Brussels Sprouts in Mustard Sauce
Makes 6 to 8 servings
|1-1/2||pounds fresh brussels sprouts*|
|1/3||cup chopped shallots or onion|
|1||tablespoon plus 1-1/2 teaspoons tarragon Dijon mustard** or Dusseldorf mustard|
|1/8||teaspoon black pepper|
|1-1/2||tablespoons grated Parmesan cheese (optional)|
*Or, substitute 2 (10-ounce) packages frozen brussels sprouts. Cook according to package directions; drain and rinse as directed.
**Or, substitute 1 tablespoon plus 1-1/2 teaspoons Dijon mustard and 1/2 teaspoon dried tarragon for tarragon Dijon mustard.
- Cut stem from each brussels sprout and pull off outer bruised leaves. Cut an "X" deep into stem end of each brussels sprout. If some brussels sprouts are larger than others, cut large brussels sprouts lengthwise into halves.
+---+
Given exercise 1:
Copy everything in the brussels sprouts recipe from "Brussels Sprouts in" down to "rinse as directed." word for word.
Given exercise 2:
In the brussels sprouts recipe, what amount of frozen brussels sprouts may replace the fresh ones?

Available data:
+---+
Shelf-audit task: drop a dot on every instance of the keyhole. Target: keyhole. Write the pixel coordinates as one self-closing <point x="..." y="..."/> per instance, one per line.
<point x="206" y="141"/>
+---+
Final result 1:
Brussels Sprouts in Mustard Sauce
Makes 6 to 8 servings
|1-1/2||pounds fresh brussels sprouts*|
|1/3||cup chopped shallots or onion|
|1||tablespoon plus 1-1/2 teaspoons tarragon Dijon mustard** or Dusseldorf mustard|
|1/8||teaspoon black pepper|
|1-1/2||tablespoons grated Parmesan cheese (optional)|
*Or, substitute 2 (10-ounce) packages frozen brussels sprouts. Cook according to package directions; drain and rinse as directed.

Final result 2:
Two 10-ounce packages of frozen brussels sprouts.